Records excerpted from a collection:

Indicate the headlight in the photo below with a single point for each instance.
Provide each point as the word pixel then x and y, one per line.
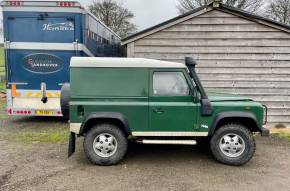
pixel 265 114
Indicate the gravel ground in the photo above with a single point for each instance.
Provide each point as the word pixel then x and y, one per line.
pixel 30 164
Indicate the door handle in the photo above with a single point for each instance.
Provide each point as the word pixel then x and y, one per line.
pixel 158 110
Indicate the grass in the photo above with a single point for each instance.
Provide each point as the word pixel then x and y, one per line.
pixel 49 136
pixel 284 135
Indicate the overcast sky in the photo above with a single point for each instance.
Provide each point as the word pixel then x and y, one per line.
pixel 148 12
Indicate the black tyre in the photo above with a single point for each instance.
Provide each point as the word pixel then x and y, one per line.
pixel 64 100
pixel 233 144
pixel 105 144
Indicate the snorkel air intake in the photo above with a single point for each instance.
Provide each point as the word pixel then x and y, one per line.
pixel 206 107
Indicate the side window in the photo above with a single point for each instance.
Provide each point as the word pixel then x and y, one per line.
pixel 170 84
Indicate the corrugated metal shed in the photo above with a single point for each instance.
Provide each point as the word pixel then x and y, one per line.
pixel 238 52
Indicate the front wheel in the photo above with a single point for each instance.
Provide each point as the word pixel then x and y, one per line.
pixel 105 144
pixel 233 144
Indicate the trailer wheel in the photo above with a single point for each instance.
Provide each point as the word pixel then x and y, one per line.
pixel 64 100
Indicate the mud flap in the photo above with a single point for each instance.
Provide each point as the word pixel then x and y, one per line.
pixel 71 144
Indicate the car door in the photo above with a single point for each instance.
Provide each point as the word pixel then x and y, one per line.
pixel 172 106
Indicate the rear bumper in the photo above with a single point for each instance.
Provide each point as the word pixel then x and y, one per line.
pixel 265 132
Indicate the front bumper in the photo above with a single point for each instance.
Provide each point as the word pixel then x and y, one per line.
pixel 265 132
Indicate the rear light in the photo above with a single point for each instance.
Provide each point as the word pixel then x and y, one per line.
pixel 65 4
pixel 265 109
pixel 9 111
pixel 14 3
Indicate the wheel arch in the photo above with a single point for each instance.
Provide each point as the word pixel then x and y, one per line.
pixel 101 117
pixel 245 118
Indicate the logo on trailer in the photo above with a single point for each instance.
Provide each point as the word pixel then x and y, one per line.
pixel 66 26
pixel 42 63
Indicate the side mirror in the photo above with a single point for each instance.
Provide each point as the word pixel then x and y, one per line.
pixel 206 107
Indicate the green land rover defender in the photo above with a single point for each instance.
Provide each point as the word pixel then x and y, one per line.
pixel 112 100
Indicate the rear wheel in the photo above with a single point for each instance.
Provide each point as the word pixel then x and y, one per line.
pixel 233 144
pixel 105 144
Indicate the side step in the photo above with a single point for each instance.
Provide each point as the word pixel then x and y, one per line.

- **EXERCISE REQUIREMENTS**: Transcribe every entry word for word, but omit the pictures.

- **THE COMPLETED TASK**:
Indicate the headlight in the photo below with a single point for each instance.
Provide each point as the word pixel then x and y, one per line.
pixel 265 114
Indicate the gravel ground in the photo above with a single point for each instance.
Provide each point as the word pixel then x and y, one per line.
pixel 30 164
Indicate the door handle in the photo above with a single point for each instance.
Provide each point as the word pixel then x and y, one per line.
pixel 158 110
Indicate the grass in the photo above with a single point for each instance.
Provide each point as the word pixel then x and y, one per line.
pixel 49 136
pixel 284 135
Indicate the overcast sky in the photo above with a single point for each instance.
Provide each point as the word pixel then x and y, one per line.
pixel 148 12
Indicate the black tyre in the photo above with a single point for each instance.
Provide each point as the word pixel then x and y, one per line.
pixel 64 100
pixel 233 144
pixel 105 144
Indicate the snorkel air intake in the photo above with a single point for each instance.
Provide each point as the word pixel then x and y, one per line.
pixel 206 107
Indicate the side window in the photo above with a single point for each instance.
Provide each point as the word pixel then x and y, one per line.
pixel 170 84
Indicate the corrugated metal shed in the photo above with a single point for each instance.
Provide each point as the word pixel then x and y, one per line.
pixel 238 52
Indicate the front wheel in the photo above with a single point for each instance.
Provide each point as the word pixel then x and y, one per line.
pixel 105 144
pixel 233 144
Indicate the trailer wheel in the photo above with a single point for each instance.
Provide each point as the word pixel then x and y, one per line.
pixel 64 100
Indicate the mud flap in the photo above with a single point for each instance.
Provide each point as the word pixel then x and y, one per line.
pixel 71 144
Indicate the car door in the photo above with a single point for each instance.
Provide each point as the word pixel then x and y, one per line.
pixel 172 106
Indicate the rear bumper in the photo above with a single point for each instance.
Provide each point as the word pixel then x and y, one per line.
pixel 265 132
Indicate the front bumper in the photo above with a single point for each instance.
Provide each point as the word pixel then x and y, one per line.
pixel 265 132
Indicate the rear light in the photo above with a single point for each instance.
Provide each point as the word pixel then x and y, one per line.
pixel 65 4
pixel 265 109
pixel 9 111
pixel 14 3
Indicate the wheel arch in the photo above with a single point for each instance.
Provide each point as the word pixel then x and y, one per line.
pixel 101 117
pixel 245 118
Indicate the logo on trailer in the photo above with a single point for each instance.
Provide each point as the word pixel then x and y, one per line.
pixel 66 26
pixel 42 63
Indicate the side mirror in the photo above with a single point for each instance.
Provide each point as the word pixel then x and y, one per line.
pixel 206 107
Indicate the green land rover defender in the photo above with a single point for each instance.
Provide each point as the word pixel then x and y, one per line.
pixel 112 100
Indicate the rear wheel in the photo above with a single point for each instance.
Provide each point as the word pixel then x and y, one per line.
pixel 233 144
pixel 105 144
Indicate the side step in the photo above with a single point for each instance.
Provide each point as the word pixel then x and y, one per line.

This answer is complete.